## TASK TO COMPLETE
Would you return the complete listing below word for word?

## INFORMATION PROVIDED
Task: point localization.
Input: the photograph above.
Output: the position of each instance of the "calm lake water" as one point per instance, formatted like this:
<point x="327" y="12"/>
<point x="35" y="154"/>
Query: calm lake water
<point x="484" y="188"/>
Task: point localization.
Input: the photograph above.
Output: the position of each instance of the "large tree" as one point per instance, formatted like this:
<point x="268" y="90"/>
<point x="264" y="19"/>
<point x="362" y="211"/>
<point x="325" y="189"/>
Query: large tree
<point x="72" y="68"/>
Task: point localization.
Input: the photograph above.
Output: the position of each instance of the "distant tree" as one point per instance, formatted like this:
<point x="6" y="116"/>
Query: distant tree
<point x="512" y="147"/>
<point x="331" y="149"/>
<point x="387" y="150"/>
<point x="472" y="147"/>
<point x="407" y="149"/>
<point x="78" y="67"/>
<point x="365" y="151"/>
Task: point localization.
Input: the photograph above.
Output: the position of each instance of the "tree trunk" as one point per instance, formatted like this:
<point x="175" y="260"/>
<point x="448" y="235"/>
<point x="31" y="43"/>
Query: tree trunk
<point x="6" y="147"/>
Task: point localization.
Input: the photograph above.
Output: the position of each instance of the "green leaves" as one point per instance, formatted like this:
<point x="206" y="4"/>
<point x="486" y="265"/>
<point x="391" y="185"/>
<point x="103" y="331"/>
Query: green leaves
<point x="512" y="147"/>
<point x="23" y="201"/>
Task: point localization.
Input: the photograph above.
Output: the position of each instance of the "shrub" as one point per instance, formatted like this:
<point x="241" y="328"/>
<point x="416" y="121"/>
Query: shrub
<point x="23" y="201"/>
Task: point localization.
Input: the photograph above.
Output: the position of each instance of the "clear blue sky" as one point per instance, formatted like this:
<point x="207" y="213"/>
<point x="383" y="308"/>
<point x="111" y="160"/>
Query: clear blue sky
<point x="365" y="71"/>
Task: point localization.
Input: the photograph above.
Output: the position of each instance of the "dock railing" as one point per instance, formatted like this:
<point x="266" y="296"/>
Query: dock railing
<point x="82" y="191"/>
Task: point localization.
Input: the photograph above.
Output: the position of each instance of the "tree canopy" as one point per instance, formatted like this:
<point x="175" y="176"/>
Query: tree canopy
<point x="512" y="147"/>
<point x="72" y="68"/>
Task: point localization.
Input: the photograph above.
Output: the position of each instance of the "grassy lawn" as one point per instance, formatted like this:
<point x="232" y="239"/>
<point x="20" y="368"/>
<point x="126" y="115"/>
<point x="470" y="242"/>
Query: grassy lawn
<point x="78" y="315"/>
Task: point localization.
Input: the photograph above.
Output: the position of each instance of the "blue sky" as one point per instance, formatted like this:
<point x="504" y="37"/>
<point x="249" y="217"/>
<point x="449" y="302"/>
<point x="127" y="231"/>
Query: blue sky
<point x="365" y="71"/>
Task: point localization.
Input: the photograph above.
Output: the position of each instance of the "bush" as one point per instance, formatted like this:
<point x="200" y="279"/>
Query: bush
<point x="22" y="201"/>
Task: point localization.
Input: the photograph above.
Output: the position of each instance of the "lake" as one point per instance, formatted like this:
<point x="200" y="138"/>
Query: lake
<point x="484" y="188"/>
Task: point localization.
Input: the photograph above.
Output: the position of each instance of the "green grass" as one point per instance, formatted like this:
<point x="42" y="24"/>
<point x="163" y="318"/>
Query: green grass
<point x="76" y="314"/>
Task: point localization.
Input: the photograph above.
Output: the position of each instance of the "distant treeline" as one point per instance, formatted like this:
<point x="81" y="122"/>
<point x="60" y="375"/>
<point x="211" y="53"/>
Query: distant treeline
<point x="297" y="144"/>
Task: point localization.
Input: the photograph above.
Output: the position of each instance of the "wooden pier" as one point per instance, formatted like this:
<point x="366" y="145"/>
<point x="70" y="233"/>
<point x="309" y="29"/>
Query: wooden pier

## EXPECTED ANSWER
Task: point localization.
Input: the photograph above.
Output: the position of each instance of the "calm lake water" as one point per instance, formatted like this:
<point x="327" y="12"/>
<point x="35" y="154"/>
Query: calm lake water
<point x="484" y="188"/>
Task: point localization.
Input: the photograph above.
Output: the position of each instance of the "large tree" as one point per instance, formatted like this:
<point x="268" y="90"/>
<point x="264" y="19"/>
<point x="362" y="211"/>
<point x="325" y="189"/>
Query: large tree
<point x="72" y="68"/>
Task: point localization.
Input: the photograph above.
Output: the position of each instance of the "distant tree" as one point per instance, formatted like this:
<point x="6" y="116"/>
Query: distant tree
<point x="512" y="147"/>
<point x="331" y="149"/>
<point x="387" y="150"/>
<point x="472" y="147"/>
<point x="407" y="149"/>
<point x="78" y="67"/>
<point x="365" y="151"/>
Task: point localization.
Input: the photograph above.
Output: the position of each instance of the "tree trunk" as one point per instance, formatted like this:
<point x="175" y="260"/>
<point x="448" y="235"/>
<point x="31" y="43"/>
Query: tree trunk
<point x="6" y="147"/>
Task: point localization.
Input: the photograph above.
Output: the position of each instance of the "green leaves" as one point per instance, formatted like this:
<point x="206" y="4"/>
<point x="486" y="265"/>
<point x="391" y="185"/>
<point x="103" y="331"/>
Query: green leaves
<point x="512" y="147"/>
<point x="23" y="201"/>
Task: point localization.
Input: the photograph above.
Output: the position of each instance of the "shrub" as one point per instance, formatted like this:
<point x="241" y="328"/>
<point x="416" y="121"/>
Query: shrub
<point x="23" y="201"/>
Task: point localization.
Input: the photograph above.
Output: the position of each instance of the "clear blue sky" as one point per instance, formatted like this:
<point x="207" y="213"/>
<point x="383" y="308"/>
<point x="111" y="160"/>
Query: clear blue sky
<point x="365" y="71"/>
Task: point localization.
Input: the photograph above.
Output: the position of each instance of the "dock railing" as one point per instance, formatted like this:
<point x="266" y="296"/>
Query: dock railing
<point x="82" y="191"/>
Task: point localization.
Input: the photograph above.
Output: the position of each instance of the "tree canopy" as one point per instance, formatted like this:
<point x="175" y="176"/>
Query: tree canopy
<point x="512" y="147"/>
<point x="72" y="68"/>
Task: point localization.
Input: the photograph above.
Output: the position of each instance of the "grassy lawn" as one point per instance, formatted like this:
<point x="232" y="239"/>
<point x="20" y="368"/>
<point x="126" y="115"/>
<point x="470" y="242"/>
Query: grassy lawn
<point x="78" y="315"/>
Task: point localization.
Input: the photograph above.
Output: the position of each instance of the "blue sky" as one point per instance, formatted like this:
<point x="504" y="37"/>
<point x="249" y="217"/>
<point x="449" y="302"/>
<point x="127" y="231"/>
Query: blue sky
<point x="365" y="71"/>
Task: point localization.
Input: the photograph above.
Output: the position of each instance of the "bush" as one point per instance, formatted like this:
<point x="200" y="279"/>
Query: bush
<point x="22" y="201"/>
Task: point localization.
Input: the photograph above.
Output: the position of each instance of the "lake" as one point per instance, formatted like this:
<point x="200" y="138"/>
Query: lake
<point x="484" y="188"/>
Task: point localization.
Input: the photograph above.
Output: the position of each instance of the "green grass" as one point per instance, formatted like this:
<point x="42" y="24"/>
<point x="163" y="318"/>
Query: green grass
<point x="76" y="314"/>
Task: point localization.
Input: the photograph above.
Output: the position of each instance of the "distant treeline" as one point per instance, formatted like this:
<point x="81" y="122"/>
<point x="60" y="375"/>
<point x="211" y="53"/>
Query: distant treeline
<point x="297" y="144"/>
Task: point localization.
Input: the photograph above.
Output: the position of each instance of the "wooden pier" as one point per instance, formatted like this:
<point x="366" y="145"/>
<point x="70" y="233"/>
<point x="309" y="29"/>
Query: wooden pier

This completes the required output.